• _Text section_:
=-=-=-=-=

And in the cold light of day....

There are several (well a few anyway) ways of using the seemingly lower voltage that the Sage uses to control the pump, the simplest would involve using a relay that's like the one you have but using a lower coil voltage, but if it really is 70v AC then that's a bit of a awkward voltage to use as it doesn't fit nicely into the scheme of things (the coil actuating voltages with allowed + / - and holding voltages) so If I was me for simplicity I'd use something like this ....

http://www.ebay.co.uk/itm/ASH-10AA-70-280VAC-to-480VAC-10A-Single-Phase-Solid-State-AC-AC-Relay-/191975481491?_trksid=p2141725.m3641.l6368.

There are other methods, but I recon this would be easiest for you.

But.. use the machine whilst your test leads are connected to the pump and note the voltage during the operation.


----------



## joey24dirt (Jan 28, 2017)

DaveP said:


> And in the cold light of day....
> 
> There are several (well a few anyway) ways of using the seemingly lower voltage that the Sage uses to control the pump, the simplest would involve using a relay that's like the one you have but using a lower coil voltage, but if it really is 70v AC then that's a bit of a awkward voltage to use as it doesn't fit nicely into the scheme of things (the coil actuating voltages with allowed + / - and holding voltages) so If I was me for simplicity I'd use something like this ....
> 
> ...


Thanks for this. I ran the pump yes and got a slow ramp up to 70volts. All I can think is it's something to do with the pre infusion??

So with the SSR is use that to take my 70v to ramp it up to 240v to operate my solenoid valve?


----------



## DaveP (Jul 14, 2017)

In short... yes

In long its nice and teckie as the 70v part of the circuit is sensed rather than taken, and our 240v is separate.

But hold fire on ordering as the slow ramp up 'may' be an issue...


----------



## DaveP (Jul 14, 2017)

Plan 'x' ,lol

A fudge to get things working and see if the valve has the desired effect.









This of course assumes (baddddddddddd) that the switch on the front panel is an on/off 230V 'ish


----------



## joey24dirt (Jan 28, 2017)

Yes I was going to try just energise the solenoid to make sure it hasn't packed up in the time it's been offline haha


----------



## joey24dirt (Jan 28, 2017)

=-=-=-=-=

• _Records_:
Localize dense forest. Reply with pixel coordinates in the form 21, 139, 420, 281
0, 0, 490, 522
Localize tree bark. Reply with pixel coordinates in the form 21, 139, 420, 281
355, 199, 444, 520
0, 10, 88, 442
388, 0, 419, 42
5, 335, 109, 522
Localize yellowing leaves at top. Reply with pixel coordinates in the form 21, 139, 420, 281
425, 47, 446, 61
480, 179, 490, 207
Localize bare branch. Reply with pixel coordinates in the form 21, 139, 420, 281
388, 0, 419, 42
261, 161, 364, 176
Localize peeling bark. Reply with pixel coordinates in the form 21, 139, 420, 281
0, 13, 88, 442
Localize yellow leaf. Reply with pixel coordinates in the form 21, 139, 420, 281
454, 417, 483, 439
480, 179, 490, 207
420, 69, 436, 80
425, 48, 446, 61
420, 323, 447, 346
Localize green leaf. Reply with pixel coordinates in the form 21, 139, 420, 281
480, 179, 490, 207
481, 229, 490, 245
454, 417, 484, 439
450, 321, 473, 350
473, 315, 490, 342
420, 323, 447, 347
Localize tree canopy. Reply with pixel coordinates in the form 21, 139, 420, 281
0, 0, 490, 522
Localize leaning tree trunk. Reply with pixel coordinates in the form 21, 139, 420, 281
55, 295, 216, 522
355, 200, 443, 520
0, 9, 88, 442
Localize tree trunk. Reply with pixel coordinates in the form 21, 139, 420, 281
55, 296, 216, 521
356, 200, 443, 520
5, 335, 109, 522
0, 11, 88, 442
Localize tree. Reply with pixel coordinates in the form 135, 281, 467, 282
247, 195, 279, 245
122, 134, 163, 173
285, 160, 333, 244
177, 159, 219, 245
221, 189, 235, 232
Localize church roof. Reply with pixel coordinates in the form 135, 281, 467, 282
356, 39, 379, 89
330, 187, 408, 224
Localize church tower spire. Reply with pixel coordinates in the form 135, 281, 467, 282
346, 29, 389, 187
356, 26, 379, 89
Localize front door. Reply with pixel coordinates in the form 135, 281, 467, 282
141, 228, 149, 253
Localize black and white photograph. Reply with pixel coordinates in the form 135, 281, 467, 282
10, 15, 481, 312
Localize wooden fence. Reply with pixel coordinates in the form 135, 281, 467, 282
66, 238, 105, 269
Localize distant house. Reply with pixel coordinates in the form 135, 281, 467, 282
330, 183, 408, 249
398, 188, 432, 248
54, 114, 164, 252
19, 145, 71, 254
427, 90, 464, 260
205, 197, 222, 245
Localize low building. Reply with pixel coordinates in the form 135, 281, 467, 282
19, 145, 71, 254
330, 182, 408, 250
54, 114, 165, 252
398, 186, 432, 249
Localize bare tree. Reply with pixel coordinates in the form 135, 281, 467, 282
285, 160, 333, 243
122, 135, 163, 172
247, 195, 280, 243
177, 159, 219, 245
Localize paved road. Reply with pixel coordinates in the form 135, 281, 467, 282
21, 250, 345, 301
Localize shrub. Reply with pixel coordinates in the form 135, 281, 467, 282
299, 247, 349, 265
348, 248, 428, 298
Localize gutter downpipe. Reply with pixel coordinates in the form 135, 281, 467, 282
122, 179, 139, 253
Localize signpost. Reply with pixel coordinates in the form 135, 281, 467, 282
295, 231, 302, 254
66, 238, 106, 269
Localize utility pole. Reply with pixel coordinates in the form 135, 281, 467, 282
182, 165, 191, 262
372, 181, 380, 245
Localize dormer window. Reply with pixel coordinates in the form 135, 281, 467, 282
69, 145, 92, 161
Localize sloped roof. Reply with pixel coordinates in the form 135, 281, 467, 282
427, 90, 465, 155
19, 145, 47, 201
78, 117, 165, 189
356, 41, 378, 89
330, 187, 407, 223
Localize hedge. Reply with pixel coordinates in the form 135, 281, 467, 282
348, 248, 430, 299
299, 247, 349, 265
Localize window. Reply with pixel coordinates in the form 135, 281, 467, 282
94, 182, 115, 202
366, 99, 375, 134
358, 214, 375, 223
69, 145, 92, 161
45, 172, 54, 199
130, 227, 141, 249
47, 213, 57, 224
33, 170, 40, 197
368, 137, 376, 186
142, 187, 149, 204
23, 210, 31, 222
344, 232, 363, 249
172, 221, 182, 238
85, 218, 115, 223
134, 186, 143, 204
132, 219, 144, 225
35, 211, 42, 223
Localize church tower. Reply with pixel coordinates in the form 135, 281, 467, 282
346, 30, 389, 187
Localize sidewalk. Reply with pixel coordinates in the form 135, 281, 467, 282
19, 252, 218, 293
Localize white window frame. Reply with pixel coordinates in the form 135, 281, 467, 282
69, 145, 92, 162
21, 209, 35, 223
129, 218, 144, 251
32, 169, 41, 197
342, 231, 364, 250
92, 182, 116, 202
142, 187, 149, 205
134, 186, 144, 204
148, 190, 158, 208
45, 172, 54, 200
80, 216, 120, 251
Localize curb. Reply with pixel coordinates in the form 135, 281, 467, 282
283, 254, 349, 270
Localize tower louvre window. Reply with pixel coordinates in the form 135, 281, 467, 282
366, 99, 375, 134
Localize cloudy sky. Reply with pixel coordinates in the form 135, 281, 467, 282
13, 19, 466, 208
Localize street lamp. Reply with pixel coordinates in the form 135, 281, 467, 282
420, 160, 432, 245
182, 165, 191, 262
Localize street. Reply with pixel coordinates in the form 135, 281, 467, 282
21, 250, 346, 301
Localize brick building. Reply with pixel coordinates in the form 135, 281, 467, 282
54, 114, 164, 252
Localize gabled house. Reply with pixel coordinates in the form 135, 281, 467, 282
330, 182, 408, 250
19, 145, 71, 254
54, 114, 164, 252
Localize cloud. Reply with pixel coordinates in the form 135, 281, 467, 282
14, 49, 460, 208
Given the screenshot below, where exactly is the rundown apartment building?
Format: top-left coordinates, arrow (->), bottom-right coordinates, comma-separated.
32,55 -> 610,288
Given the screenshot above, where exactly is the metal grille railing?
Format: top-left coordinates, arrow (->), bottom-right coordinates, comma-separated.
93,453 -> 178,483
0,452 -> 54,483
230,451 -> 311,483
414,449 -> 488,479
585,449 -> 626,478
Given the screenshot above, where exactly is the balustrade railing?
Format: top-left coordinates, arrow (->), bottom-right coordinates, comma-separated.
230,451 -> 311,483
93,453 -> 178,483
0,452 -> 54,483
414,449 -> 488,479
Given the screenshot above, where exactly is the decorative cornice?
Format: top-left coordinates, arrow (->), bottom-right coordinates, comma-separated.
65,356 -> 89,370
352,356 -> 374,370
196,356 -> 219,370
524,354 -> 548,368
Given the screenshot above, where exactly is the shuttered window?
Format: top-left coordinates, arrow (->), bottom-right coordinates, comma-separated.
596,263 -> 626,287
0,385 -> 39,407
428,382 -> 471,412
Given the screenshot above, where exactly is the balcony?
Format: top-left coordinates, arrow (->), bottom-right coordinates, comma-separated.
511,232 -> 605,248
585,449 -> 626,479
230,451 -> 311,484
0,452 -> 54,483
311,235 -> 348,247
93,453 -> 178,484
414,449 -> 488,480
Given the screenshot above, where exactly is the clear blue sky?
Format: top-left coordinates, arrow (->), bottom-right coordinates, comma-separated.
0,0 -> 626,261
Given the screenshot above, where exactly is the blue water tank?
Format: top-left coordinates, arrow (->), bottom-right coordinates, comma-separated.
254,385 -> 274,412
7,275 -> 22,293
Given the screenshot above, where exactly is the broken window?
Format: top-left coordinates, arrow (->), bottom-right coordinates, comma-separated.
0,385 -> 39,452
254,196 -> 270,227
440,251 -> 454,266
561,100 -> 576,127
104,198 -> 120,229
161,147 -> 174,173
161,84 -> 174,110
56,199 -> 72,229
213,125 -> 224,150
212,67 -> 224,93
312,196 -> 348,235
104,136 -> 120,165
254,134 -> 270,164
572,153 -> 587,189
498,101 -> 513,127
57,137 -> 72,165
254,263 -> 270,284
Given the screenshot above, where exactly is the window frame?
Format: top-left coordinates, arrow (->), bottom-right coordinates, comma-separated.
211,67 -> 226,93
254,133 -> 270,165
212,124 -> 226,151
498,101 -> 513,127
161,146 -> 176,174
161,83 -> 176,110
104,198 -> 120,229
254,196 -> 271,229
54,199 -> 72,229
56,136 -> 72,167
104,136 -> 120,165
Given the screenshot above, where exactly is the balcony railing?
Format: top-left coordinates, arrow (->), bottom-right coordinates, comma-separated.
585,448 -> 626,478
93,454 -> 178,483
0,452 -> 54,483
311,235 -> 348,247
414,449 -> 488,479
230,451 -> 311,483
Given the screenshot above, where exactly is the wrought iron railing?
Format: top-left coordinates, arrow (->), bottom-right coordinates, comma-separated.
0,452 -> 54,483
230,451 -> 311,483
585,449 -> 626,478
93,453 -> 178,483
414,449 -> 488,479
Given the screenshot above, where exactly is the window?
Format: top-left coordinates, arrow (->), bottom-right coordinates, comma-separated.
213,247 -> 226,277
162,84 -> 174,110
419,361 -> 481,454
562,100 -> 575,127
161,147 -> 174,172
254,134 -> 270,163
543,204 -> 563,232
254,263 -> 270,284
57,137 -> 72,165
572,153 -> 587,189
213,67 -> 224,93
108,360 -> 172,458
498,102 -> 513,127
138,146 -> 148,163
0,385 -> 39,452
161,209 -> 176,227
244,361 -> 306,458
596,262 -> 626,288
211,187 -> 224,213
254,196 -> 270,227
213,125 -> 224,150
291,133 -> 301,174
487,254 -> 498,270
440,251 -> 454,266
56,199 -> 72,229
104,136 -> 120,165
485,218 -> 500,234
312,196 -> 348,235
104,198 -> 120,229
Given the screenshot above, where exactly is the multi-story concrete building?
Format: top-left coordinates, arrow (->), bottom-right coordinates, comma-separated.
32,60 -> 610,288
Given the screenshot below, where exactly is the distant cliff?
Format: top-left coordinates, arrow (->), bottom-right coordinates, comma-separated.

=-=-=-=-=

Quote the forum thread on the pump relay word for word, starting at the words "Thanks for this." and stopping after "240v is separate.".

• _Output of the task_:
Thanks for this. I ran the pump yes and got a slow ramp up to 70volts. All I can think is it's something to do with the pre infusion??

So with the SSR is use that to take my 70v to ramp it up to 240v to operate my solenoid valve?


----------



## DaveP (Jul 14, 2017)

In short... yes

In long its nice and teckie as the 70v part of the circuit is sensed rather than taken, and our 240v is separate.